INSTRUCTIONS FOR THE TASK
Copy out the material below word for word, keeping every line in its original order.

MATERIALS PROVIDED

──────────

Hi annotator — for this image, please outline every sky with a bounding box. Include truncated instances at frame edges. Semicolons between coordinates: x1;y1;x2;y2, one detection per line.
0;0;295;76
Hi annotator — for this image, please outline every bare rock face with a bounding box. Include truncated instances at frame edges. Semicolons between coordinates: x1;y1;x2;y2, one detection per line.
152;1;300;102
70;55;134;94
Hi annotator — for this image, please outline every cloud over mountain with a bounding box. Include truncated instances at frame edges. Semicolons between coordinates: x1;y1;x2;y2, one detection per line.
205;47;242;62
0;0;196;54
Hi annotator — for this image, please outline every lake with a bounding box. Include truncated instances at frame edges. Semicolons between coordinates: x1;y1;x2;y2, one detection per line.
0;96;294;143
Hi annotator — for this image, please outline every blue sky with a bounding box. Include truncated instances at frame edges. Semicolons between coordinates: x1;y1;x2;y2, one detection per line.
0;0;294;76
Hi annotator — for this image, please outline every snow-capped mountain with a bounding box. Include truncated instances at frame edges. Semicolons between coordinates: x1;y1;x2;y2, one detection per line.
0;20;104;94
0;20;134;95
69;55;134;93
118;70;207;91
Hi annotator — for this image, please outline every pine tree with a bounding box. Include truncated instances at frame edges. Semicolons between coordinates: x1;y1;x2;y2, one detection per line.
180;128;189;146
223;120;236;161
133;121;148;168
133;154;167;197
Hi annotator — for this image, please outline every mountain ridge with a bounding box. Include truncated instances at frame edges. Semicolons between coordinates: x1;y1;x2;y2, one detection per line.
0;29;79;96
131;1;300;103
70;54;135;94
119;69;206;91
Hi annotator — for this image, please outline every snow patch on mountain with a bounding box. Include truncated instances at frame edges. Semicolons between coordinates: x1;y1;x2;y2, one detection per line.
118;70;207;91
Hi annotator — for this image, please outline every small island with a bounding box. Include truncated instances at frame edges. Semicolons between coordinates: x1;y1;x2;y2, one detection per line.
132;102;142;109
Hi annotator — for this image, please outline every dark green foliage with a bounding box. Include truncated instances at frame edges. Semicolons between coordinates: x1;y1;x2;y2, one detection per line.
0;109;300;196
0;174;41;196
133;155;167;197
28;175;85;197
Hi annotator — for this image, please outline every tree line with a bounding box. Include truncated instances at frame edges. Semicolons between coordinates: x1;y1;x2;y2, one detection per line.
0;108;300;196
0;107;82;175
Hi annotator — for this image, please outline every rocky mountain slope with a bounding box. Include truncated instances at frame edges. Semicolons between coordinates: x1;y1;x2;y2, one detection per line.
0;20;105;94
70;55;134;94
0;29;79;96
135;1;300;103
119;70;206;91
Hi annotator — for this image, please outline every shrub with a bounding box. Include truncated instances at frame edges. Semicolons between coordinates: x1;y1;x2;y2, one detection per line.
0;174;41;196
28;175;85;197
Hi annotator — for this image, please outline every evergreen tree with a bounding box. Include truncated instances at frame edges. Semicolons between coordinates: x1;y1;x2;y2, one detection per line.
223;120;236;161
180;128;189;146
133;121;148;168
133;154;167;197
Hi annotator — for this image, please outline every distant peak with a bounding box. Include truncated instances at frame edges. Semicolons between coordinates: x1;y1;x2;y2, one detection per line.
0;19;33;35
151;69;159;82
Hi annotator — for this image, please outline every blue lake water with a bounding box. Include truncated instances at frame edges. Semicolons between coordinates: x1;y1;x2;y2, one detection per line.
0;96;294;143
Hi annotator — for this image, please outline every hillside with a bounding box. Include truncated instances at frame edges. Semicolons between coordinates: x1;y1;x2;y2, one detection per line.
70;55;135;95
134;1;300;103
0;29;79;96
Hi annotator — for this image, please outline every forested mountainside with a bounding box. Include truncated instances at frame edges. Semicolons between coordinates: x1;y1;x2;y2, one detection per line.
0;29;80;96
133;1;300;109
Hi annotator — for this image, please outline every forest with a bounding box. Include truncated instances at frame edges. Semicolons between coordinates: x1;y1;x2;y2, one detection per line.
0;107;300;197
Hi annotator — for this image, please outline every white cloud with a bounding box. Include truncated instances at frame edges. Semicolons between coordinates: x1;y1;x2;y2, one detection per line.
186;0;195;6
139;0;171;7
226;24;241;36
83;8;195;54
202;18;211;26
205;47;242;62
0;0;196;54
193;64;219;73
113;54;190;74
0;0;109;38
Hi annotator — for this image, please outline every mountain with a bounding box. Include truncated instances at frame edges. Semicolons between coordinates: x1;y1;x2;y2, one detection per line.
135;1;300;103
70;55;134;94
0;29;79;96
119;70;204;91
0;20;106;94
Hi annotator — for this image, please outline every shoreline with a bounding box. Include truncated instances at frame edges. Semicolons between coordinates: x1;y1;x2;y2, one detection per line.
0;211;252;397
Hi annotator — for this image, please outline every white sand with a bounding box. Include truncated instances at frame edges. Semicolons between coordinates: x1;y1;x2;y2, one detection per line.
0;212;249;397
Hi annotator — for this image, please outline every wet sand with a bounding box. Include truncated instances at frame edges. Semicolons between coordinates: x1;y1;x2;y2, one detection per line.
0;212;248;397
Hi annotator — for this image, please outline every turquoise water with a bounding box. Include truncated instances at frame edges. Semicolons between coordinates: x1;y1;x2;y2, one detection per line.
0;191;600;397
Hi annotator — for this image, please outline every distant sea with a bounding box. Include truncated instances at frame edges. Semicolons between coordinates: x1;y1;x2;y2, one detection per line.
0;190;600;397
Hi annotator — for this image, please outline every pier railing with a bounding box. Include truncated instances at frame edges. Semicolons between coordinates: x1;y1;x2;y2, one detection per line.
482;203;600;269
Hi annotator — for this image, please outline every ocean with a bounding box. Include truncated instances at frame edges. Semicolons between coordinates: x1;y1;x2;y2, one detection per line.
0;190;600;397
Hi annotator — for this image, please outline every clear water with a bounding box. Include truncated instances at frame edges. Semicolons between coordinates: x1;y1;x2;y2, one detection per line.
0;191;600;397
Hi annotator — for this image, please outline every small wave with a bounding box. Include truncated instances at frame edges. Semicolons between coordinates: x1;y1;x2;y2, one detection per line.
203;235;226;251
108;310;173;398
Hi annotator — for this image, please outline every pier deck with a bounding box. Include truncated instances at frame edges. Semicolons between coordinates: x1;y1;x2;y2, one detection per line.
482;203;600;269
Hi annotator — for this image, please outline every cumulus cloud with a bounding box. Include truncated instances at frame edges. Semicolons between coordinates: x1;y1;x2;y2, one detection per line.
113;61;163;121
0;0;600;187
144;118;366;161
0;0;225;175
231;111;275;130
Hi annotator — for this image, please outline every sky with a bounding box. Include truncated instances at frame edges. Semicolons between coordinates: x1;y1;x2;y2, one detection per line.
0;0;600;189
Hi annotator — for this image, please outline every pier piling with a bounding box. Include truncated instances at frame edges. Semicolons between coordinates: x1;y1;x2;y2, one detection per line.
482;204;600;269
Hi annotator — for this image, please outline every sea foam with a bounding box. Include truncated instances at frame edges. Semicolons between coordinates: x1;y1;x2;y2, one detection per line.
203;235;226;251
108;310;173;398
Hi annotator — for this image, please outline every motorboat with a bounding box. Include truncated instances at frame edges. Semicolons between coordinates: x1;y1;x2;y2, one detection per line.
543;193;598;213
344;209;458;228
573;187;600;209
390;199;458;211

──────────

ANSWER TO THE PROBLEM
Hi annotator — for this image, please outline every sky with a bounding box. Include truncated instances at frame edges. Semicolons between coordinates: x1;y1;x2;y2, one detection per line.
0;0;295;76
Hi annotator — for this image, please outline every bare rock face with a bounding box. Include truncated instances at frame edges. Semicolons between coordinates: x1;y1;x2;y2, one detection per line.
152;1;300;102
70;55;134;94
Hi annotator — for this image, please outline every cloud over mountain with a bounding box. Include truncated instances at frame edges. Semicolons between coordinates: x1;y1;x2;y2, one detection per line.
205;47;242;62
0;0;196;54
Hi annotator — for this image, please outline every lake with a bounding box. Include truncated instances at frame edges. Semicolons between coordinates: x1;y1;x2;y2, one detection per line.
0;96;294;143
Hi annotator — for this image, please outline every blue sky with a bounding box. Include truncated instances at frame edges. Semicolons between coordinates: x1;y1;x2;y2, one detection per line.
0;0;294;76
Hi annotator — for this image, please outline every snow-capped mountain with a bounding box. Include truncated instances at frame edges. Semicolons between coordinates: x1;y1;x2;y2, one detection per line.
0;20;104;94
0;20;134;95
69;55;134;93
118;70;207;91
Hi annotator — for this image, please outline every pine tree with a bounding box. Include truncated instances at frame edges. Semicolons between coordinates: x1;y1;x2;y2, one detection per line.
180;128;189;146
223;120;236;161
133;121;148;168
133;154;167;197
Hi annotator — for this image, please outline every mountain ridge with a bounding box. Include truncated instances at frame edges. Semicolons between coordinates: x1;y1;x2;y2, one detection per line.
0;29;79;96
131;1;300;103
70;54;135;94
119;69;206;91
Hi annotator — for this image, please outline every snow patch on mountain with a bounding box. Include truncated instances at frame edges. Semicolons between coordinates: x1;y1;x2;y2, one detection per line.
118;70;207;91
Hi annotator — for this image, please outline every small island with a bounding box. Include truncated instances at frame edges. Semicolons between coordinates: x1;y1;x2;y2, one detection per line.
132;102;142;109
Hi annotator — for this image, please outline every dark green foliage with a bounding box. Include truncated instances at frame edges. Semicolons between coordinates: x1;y1;x2;y2, one detection per line.
0;109;300;196
0;174;41;196
133;155;167;197
28;175;85;197
Hi annotator — for this image, please outline every tree line with a bounding box. Include truncated instances at frame edges. Semicolons between coordinates: x1;y1;x2;y2, one detection per line.
0;108;300;196
0;107;82;175
Hi annotator — for this image, please outline every rocky mountain slope with a bounding box. Include truncated instances at frame edges. Semicolons between coordinates: x1;y1;x2;y2, one detection per line.
0;20;105;94
70;55;134;94
0;29;79;96
135;1;300;103
119;70;206;91
Hi annotator — for this image, please outline every shrub with a bounding box. Include truncated instances at frame edges. Semicolons between coordinates: x1;y1;x2;y2, one detection per line.
0;174;41;196
28;175;85;197
Hi annotator — for this image, please outline every evergreen tree with a bounding box. Include truncated instances at frame edges. Semicolons between coordinates: x1;y1;x2;y2, one detection per line.
223;120;236;161
180;128;189;146
133;121;148;168
133;154;167;197
Hi annotator — for this image, please outline every distant peak with a bounding box. Include truncated instances at frame edges. Semicolons between coordinates: x1;y1;x2;y2, one detection per line.
0;19;33;35
151;69;159;82
Hi annotator — for this image, please outline every blue lake water with a bounding box. Include truncated instances at frame edges. Semicolons between coordinates: x1;y1;x2;y2, one detection per line.
0;96;294;143
Hi annotator — for this image, please outline every hillside with a bounding box. Include truncated instances at frame edges. Semicolons between coordinates: x1;y1;x2;y2, one detection per line.
70;55;135;95
134;1;300;103
0;29;79;96
Hi annotator — for this image, please outline every forested mountainside with a bounding box. Include truncated instances at frame edges. Semicolons between coordinates: x1;y1;x2;y2, one detection per line.
0;29;80;96
133;1;300;109
Hi annotator — for this image, please outline every forest with a bounding box. Include truncated instances at frame edges. Semicolons between coordinates: x1;y1;x2;y2, one detection per line.
0;107;300;197
Hi annotator — for this image, please outline every white cloud with a bounding box. Include truncated instances at frame edges. Semicolons between coordinates: x1;y1;x2;y2, one detection per line.
186;0;195;6
139;0;171;7
226;24;241;36
83;8;195;54
202;18;211;26
205;47;242;62
0;0;196;54
193;64;219;73
113;54;190;74
0;0;109;38
Hi annotator — for this image, please outline every mountain with a bounding box. Include truncated instances at frame edges. Semicolons between coordinates: x1;y1;x2;y2, one detection per line.
135;1;300;103
70;55;134;94
0;29;79;96
119;70;204;91
0;20;106;94
Hi annotator — for this image, please outline every shoreline with a bounding box. Include truncated instances at frame edges. Semicolons between coordinates: x1;y1;x2;y2, one detection per line.
0;211;252;397
Hi annotator — for this image, please outline every white sand with a bounding box. Include truncated instances at frame edges. Semicolons between coordinates: x1;y1;x2;y2, one detection per line.
0;212;249;397
Hi annotator — for this image, please outline every wet sand with a bounding box. Include truncated instances at frame edges. Semicolons between coordinates: x1;y1;x2;y2, one detection per line.
0;212;248;397
Hi annotator — for this image, please outline every turquoise water with a bounding box. Include truncated instances at frame edges. Semicolons between coordinates: x1;y1;x2;y2, one detection per line.
0;191;600;397
Hi annotator — for this image, please outline every distant sea with a bounding box. Include truncated instances at frame edges. Semicolons between coordinates: x1;y1;x2;y2, one detection per line.
0;190;600;397
Hi annotator — for this image, please outline every pier railing with a bounding box. Include truncated instances at frame edges. Semicolons between coordinates: x1;y1;x2;y2, one detection per line.
482;203;600;269
Hi annotator — for this image, please outline every ocean with a bounding box. Include truncated instances at frame edges. Semicolons between coordinates: x1;y1;x2;y2, one detection per line.
0;190;600;397
Hi annotator — for this image, please outline every clear water with a bounding box. Include truncated instances at frame edges. Semicolons between coordinates: x1;y1;x2;y2, one detection per line.
0;191;600;397
Hi annotator — for this image, please outline every small wave with a bounding box. Include truncated instances at frame edges. Semicolons between coordinates: x1;y1;x2;y2, one detection per line.
203;235;226;251
108;310;173;398
Hi annotator — for this image, please outline every pier deck with a bounding box. Include truncated instances at frame edges. Semicolons between coordinates: x1;y1;x2;y2, one detection per line.
482;203;600;269
Hi annotator — for this image, please outline every cumulus cloud with a bounding box. Include truncated instances at frame edges. Semicolons between coordinates: x1;y1;x2;y2, one detection per line.
113;61;163;121
0;0;600;187
144;118;366;161
0;0;225;175
231;111;275;130
Hi annotator — for this image, please outline every sky with a bounding box. Include truncated instances at frame edges. Semicolons between coordinates: x1;y1;x2;y2, one detection per line.
0;0;600;189
Hi annotator — for this image, please outline every pier piling with a bounding box. Include truncated instances at frame edges. Semicolons between coordinates: x1;y1;x2;y2, one detection per line.
482;204;600;269
Hi annotator — for this image, please outline every sea foam with a bounding box. Include truncated instances at frame edges. Semicolons between coordinates: x1;y1;x2;y2, one detection per line.
203;235;226;251
108;310;173;398
Hi annotator — for this image, please outline every motorboat with a bounding box. Include truncated instances at frame edges. Semicolons between coordinates: x1;y1;x2;y2, one detection per line.
543;193;598;213
344;209;458;228
573;187;600;209
390;199;458;211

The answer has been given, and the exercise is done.